Every line from the line containing "Target phrase = makeshift shelter" through the final line below is to be repeated exactly; no other line is.

===== Extracted information =====

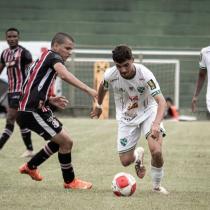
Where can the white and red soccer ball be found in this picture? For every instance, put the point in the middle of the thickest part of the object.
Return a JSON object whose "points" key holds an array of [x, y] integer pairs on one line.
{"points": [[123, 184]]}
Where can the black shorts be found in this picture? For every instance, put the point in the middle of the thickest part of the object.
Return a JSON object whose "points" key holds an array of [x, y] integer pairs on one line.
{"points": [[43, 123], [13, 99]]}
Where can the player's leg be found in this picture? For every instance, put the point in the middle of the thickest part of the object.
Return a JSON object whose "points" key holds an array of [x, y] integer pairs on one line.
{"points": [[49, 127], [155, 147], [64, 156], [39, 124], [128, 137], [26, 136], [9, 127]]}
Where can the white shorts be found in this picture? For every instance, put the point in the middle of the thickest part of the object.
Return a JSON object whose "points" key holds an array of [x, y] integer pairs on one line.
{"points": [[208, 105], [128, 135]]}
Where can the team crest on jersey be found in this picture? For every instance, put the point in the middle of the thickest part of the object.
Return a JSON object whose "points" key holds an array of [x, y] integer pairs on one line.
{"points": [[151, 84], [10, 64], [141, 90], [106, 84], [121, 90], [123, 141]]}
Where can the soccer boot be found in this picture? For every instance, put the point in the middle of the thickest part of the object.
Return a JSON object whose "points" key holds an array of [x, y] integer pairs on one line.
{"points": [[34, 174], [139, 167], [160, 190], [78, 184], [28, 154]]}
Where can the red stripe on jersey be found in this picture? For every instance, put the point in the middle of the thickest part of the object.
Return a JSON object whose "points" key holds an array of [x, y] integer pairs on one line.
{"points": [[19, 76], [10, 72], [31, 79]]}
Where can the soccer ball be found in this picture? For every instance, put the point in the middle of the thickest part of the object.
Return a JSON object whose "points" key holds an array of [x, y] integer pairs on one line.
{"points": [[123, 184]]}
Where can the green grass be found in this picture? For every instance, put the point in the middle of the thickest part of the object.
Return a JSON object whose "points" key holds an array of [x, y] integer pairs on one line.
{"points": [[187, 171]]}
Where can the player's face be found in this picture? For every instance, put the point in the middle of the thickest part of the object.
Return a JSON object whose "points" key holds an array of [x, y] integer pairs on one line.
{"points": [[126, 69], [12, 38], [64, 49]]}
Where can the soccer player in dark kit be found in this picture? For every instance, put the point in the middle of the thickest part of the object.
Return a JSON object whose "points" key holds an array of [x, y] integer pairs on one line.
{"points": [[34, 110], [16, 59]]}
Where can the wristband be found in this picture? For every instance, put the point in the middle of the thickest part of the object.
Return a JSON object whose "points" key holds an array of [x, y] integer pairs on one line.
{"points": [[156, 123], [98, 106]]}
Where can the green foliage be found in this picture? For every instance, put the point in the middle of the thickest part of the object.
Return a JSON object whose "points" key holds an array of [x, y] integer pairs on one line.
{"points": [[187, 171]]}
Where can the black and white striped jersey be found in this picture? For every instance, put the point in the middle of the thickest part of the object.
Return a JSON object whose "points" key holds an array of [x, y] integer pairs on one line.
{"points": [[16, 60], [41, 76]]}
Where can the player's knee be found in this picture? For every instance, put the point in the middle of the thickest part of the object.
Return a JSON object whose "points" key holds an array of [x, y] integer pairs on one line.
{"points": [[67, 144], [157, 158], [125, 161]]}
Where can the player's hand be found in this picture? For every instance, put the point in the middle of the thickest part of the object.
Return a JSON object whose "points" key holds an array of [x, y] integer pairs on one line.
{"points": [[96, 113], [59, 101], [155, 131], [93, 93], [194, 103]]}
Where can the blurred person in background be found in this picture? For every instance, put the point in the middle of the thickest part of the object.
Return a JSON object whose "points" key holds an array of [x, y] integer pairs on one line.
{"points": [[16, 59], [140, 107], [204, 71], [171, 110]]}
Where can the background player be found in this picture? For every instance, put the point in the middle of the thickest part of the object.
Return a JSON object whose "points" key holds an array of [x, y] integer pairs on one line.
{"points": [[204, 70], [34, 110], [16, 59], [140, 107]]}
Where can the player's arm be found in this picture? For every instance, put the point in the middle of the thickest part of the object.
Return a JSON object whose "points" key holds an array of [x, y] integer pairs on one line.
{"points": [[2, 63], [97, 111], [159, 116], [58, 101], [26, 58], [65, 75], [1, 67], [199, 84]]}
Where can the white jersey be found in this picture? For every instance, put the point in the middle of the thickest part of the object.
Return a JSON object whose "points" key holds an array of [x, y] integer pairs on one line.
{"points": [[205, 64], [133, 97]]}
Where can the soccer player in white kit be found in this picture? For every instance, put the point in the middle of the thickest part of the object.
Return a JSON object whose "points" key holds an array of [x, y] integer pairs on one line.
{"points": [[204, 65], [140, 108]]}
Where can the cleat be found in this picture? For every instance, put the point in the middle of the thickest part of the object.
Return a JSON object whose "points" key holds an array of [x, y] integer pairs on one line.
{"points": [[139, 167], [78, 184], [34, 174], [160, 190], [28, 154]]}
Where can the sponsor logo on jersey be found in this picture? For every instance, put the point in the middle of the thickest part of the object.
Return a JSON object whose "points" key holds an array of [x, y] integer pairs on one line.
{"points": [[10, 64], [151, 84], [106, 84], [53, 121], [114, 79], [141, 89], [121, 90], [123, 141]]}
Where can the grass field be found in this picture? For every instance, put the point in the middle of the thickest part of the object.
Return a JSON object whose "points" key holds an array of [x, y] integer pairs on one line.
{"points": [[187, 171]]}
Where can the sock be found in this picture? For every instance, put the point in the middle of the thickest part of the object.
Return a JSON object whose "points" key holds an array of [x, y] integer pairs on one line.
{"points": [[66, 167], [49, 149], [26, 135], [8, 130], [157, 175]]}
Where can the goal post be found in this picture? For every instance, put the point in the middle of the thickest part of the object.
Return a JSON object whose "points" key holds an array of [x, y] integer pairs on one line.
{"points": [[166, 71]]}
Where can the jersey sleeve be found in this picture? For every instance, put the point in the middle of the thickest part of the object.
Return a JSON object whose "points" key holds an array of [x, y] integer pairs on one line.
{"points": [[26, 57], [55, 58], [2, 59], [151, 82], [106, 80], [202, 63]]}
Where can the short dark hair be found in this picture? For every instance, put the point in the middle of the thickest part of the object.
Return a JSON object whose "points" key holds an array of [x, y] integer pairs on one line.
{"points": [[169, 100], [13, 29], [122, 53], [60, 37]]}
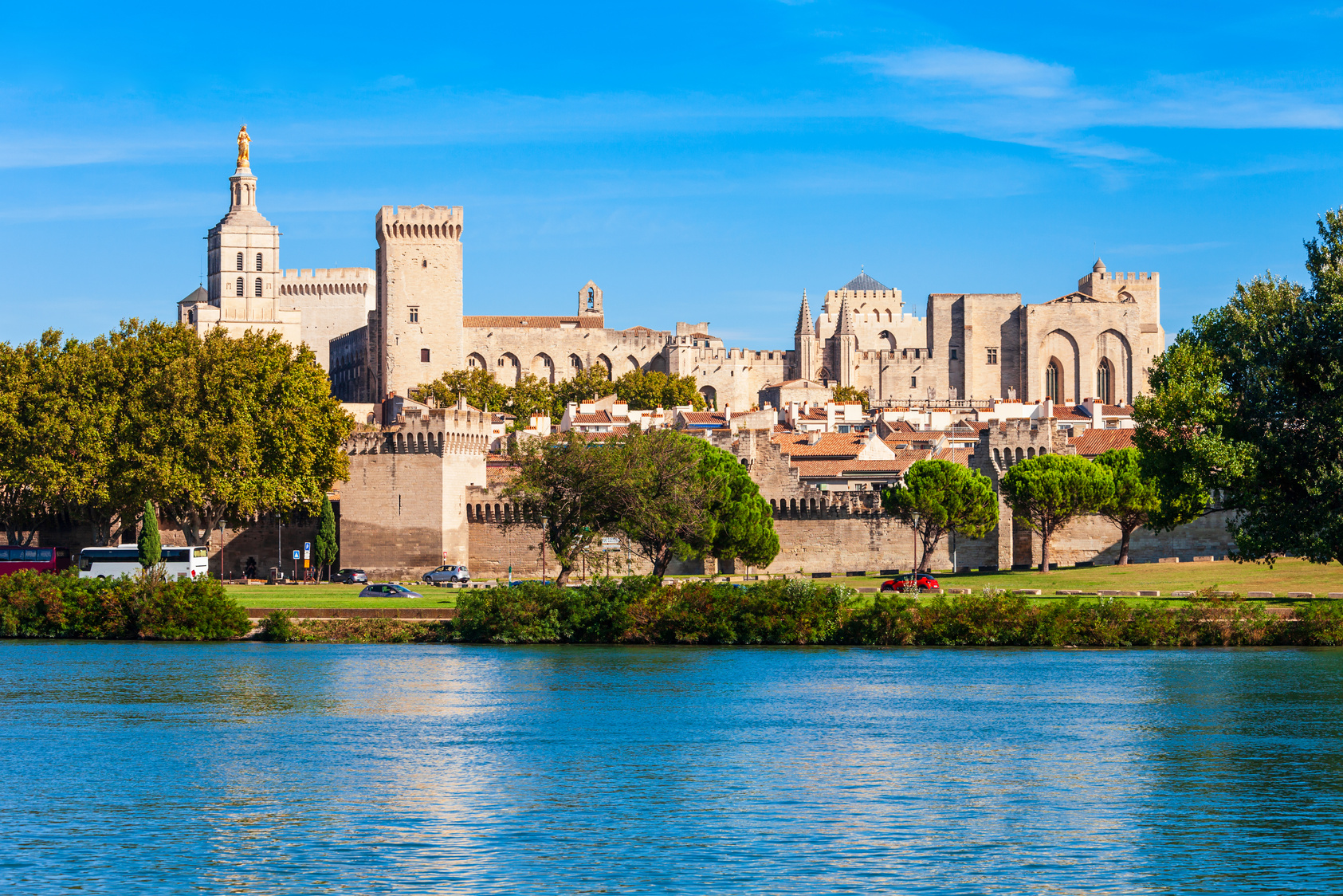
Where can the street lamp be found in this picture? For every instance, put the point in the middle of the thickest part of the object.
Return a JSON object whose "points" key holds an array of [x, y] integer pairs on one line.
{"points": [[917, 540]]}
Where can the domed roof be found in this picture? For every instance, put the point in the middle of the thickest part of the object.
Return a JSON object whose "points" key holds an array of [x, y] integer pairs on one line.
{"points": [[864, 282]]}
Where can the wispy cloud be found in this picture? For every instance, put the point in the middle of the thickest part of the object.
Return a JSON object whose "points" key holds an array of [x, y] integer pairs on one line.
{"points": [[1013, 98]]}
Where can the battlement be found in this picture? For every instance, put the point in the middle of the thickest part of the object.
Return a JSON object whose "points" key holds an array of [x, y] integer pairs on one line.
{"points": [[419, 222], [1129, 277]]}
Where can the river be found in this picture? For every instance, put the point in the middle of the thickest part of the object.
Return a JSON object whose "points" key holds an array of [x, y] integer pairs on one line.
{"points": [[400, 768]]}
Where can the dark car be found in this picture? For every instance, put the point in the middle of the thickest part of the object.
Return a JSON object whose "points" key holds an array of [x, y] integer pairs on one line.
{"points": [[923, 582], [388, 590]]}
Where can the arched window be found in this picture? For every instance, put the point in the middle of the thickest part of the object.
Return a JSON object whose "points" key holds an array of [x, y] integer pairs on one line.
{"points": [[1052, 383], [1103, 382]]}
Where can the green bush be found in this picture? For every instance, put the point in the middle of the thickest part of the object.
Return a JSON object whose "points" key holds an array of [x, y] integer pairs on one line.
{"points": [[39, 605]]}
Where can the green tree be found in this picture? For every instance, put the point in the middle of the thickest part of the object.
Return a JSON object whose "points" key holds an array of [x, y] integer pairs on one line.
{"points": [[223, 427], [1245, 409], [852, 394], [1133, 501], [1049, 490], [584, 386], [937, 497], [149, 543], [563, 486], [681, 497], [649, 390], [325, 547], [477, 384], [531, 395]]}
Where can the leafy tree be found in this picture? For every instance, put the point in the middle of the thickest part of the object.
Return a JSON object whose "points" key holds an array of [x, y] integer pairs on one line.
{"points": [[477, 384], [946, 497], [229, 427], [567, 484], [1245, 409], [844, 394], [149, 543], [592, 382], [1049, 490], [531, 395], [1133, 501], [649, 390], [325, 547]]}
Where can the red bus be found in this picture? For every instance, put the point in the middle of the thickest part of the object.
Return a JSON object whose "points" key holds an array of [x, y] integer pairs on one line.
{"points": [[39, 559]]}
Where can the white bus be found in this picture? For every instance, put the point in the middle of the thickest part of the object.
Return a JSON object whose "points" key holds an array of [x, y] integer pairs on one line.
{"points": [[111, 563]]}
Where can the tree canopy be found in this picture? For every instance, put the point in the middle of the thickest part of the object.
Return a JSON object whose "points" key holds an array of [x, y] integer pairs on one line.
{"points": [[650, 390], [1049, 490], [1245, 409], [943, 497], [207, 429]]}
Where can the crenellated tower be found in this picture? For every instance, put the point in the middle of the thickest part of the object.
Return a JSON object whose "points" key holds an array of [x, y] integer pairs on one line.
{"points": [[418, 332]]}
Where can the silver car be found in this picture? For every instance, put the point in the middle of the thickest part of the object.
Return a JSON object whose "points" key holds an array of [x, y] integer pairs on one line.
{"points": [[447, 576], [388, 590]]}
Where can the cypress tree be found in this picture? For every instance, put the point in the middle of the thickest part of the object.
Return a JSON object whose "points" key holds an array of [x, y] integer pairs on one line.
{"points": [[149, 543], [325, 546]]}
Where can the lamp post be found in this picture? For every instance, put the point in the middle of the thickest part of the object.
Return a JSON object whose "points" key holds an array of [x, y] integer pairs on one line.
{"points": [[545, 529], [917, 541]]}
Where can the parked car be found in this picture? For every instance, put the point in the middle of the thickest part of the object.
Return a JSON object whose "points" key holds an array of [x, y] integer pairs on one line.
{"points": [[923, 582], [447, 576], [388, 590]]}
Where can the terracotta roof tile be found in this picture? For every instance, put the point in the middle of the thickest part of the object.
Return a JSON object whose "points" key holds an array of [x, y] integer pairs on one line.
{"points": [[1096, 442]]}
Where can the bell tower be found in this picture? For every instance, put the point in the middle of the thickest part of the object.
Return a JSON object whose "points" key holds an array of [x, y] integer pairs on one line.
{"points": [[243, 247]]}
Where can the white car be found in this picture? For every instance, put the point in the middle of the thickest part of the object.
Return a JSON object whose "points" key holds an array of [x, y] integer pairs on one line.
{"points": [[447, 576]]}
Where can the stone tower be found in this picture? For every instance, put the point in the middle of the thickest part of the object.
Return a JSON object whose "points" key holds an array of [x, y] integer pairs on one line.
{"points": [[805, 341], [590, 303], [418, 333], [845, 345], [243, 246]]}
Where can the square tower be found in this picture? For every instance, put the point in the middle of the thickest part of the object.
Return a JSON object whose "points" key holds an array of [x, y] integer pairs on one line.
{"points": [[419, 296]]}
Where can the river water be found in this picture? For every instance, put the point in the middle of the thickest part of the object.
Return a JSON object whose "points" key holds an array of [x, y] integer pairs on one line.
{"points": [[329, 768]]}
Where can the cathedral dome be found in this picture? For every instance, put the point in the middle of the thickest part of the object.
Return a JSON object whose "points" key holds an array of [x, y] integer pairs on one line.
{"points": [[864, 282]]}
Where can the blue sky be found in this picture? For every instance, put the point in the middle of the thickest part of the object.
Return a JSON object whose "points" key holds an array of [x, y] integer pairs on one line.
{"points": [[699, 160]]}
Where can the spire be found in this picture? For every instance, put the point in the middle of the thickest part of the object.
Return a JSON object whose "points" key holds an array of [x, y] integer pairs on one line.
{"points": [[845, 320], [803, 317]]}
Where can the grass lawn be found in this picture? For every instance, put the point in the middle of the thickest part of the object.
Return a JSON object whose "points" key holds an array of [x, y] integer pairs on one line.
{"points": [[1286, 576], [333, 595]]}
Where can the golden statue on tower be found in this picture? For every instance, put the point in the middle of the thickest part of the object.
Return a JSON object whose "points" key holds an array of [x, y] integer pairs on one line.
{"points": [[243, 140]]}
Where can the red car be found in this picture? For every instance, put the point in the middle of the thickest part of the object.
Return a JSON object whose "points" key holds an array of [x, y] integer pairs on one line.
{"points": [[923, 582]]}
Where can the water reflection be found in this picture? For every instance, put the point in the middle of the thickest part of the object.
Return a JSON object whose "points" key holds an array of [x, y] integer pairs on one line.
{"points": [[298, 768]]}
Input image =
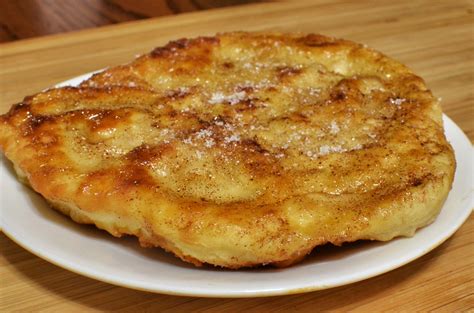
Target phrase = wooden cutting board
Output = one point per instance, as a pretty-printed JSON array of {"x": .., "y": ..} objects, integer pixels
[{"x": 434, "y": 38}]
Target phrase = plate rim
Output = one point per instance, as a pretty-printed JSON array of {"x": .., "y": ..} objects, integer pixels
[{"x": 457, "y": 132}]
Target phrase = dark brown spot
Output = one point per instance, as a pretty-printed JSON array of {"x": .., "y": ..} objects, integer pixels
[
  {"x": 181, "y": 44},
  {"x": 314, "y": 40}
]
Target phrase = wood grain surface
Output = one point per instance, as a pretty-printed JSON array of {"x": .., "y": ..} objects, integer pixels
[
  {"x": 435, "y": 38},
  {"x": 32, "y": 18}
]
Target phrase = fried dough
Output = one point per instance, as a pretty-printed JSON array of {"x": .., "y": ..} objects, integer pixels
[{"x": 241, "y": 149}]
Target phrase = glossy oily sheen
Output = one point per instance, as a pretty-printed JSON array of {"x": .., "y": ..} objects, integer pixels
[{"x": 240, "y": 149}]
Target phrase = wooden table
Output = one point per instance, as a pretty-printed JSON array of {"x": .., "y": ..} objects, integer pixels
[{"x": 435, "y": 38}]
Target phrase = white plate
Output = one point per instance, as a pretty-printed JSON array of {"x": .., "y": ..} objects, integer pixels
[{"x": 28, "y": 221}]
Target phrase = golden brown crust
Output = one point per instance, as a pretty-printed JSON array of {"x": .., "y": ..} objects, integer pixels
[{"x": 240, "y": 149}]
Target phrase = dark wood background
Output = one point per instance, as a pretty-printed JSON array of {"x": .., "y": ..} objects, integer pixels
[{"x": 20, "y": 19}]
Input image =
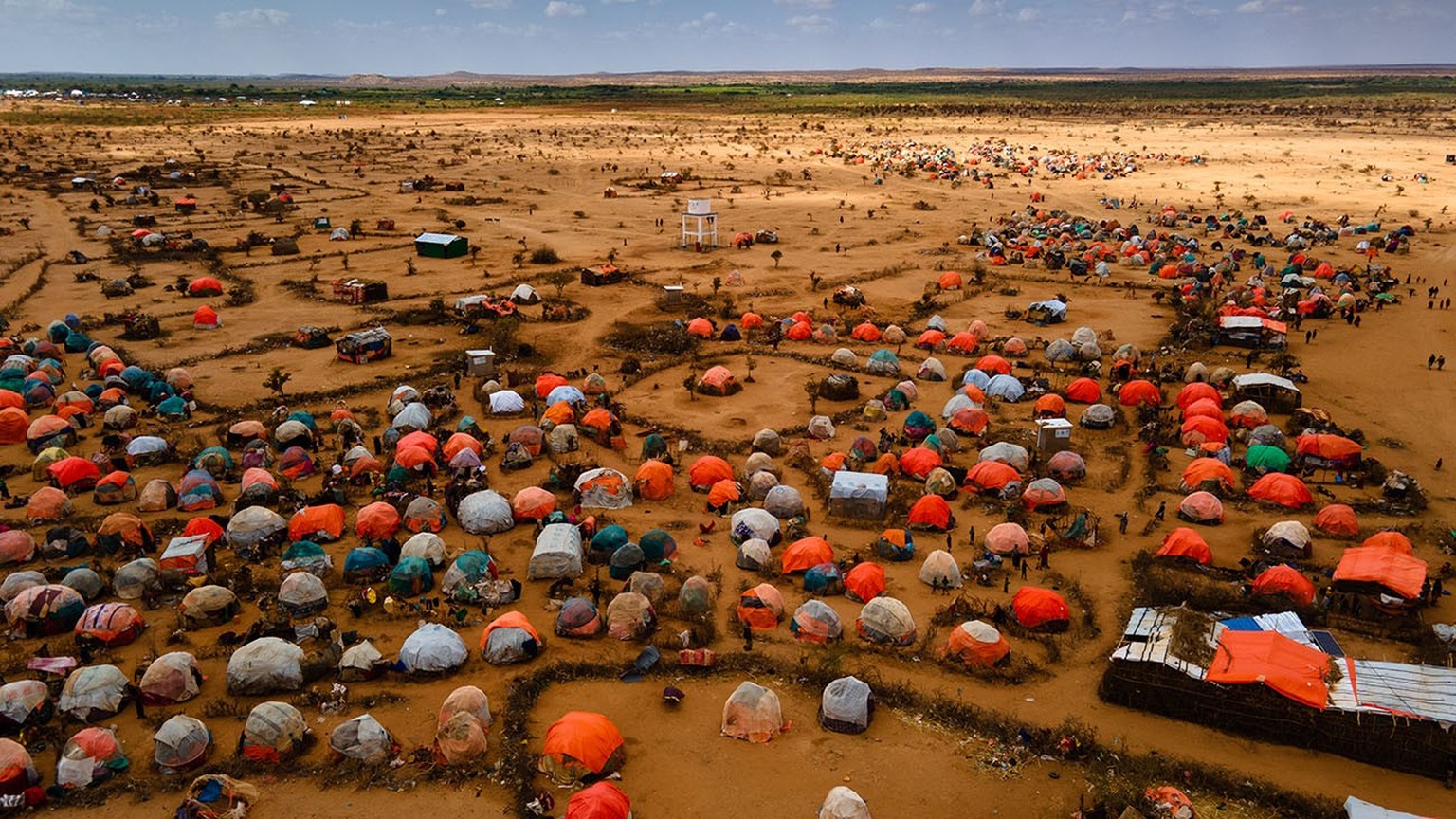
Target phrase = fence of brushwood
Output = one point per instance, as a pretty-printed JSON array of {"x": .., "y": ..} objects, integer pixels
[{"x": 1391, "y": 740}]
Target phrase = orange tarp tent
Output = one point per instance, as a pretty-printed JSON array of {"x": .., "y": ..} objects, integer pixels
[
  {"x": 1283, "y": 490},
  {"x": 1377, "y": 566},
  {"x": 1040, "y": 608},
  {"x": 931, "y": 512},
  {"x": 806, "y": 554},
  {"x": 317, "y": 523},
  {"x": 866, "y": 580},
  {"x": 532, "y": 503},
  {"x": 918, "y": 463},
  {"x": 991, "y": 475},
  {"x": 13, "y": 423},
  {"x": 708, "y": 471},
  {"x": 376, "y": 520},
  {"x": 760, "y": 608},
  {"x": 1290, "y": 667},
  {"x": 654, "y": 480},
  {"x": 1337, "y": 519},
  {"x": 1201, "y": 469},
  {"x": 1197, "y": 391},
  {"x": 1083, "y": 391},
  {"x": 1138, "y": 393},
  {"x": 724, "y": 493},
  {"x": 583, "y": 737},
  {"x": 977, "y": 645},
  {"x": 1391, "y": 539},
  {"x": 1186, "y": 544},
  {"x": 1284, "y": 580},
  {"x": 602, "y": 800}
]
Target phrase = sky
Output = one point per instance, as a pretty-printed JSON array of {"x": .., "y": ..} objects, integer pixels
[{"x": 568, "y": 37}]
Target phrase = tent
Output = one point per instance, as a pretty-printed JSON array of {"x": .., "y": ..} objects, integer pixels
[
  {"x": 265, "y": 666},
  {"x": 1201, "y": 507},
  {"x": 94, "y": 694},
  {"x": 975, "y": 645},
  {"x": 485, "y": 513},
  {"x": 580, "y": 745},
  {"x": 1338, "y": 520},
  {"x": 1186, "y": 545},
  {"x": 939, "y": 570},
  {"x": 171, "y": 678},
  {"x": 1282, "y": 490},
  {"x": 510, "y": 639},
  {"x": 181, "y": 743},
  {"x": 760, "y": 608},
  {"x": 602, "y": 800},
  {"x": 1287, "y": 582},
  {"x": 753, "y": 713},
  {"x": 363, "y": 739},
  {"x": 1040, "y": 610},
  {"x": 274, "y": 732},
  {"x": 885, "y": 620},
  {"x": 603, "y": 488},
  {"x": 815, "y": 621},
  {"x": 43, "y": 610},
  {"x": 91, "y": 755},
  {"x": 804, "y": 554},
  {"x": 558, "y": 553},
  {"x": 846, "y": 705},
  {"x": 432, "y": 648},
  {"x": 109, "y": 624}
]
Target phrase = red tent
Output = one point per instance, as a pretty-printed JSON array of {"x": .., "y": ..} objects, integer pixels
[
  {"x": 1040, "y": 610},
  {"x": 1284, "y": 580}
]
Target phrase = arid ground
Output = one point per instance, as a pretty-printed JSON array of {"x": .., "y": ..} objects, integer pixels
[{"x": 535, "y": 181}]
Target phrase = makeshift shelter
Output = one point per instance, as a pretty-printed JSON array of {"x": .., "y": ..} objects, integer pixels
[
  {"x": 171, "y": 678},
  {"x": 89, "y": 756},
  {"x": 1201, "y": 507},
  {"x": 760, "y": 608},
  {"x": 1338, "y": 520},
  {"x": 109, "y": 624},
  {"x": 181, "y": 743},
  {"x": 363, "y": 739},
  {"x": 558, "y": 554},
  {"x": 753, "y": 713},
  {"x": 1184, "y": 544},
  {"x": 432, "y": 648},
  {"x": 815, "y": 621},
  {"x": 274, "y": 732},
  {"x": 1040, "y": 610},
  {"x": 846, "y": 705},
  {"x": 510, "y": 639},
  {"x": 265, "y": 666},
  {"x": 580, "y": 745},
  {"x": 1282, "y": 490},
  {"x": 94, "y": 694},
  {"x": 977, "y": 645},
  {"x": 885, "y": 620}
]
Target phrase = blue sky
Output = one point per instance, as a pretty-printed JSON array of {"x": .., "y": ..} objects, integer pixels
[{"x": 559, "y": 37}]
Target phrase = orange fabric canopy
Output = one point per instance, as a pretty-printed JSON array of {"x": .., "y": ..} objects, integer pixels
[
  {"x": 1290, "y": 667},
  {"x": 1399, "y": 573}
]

=====

**Answer to the problem:**
Target phrase = makeshift shelter
Output = one point per instance, as a pretty-printed JSON array of {"x": .., "y": ..} objects, integer pixels
[
  {"x": 171, "y": 678},
  {"x": 89, "y": 756},
  {"x": 1201, "y": 507},
  {"x": 760, "y": 608},
  {"x": 1338, "y": 520},
  {"x": 109, "y": 624},
  {"x": 181, "y": 743},
  {"x": 363, "y": 739},
  {"x": 558, "y": 554},
  {"x": 753, "y": 713},
  {"x": 1184, "y": 544},
  {"x": 432, "y": 648},
  {"x": 815, "y": 621},
  {"x": 274, "y": 732},
  {"x": 1040, "y": 610},
  {"x": 846, "y": 705},
  {"x": 510, "y": 639},
  {"x": 265, "y": 666},
  {"x": 580, "y": 745},
  {"x": 1282, "y": 490},
  {"x": 94, "y": 694},
  {"x": 977, "y": 645},
  {"x": 885, "y": 620}
]
Target phrase = blue sky
Output = one point per instance, as a pretty-printed JSON array of {"x": .., "y": ..} objects, integer pixels
[{"x": 559, "y": 37}]
Target phrase = orange fabric canopy
Output = one point per instance, as a pretty-printed JSON array of {"x": .., "y": ..} objects, integer pixels
[
  {"x": 1290, "y": 667},
  {"x": 1399, "y": 573}
]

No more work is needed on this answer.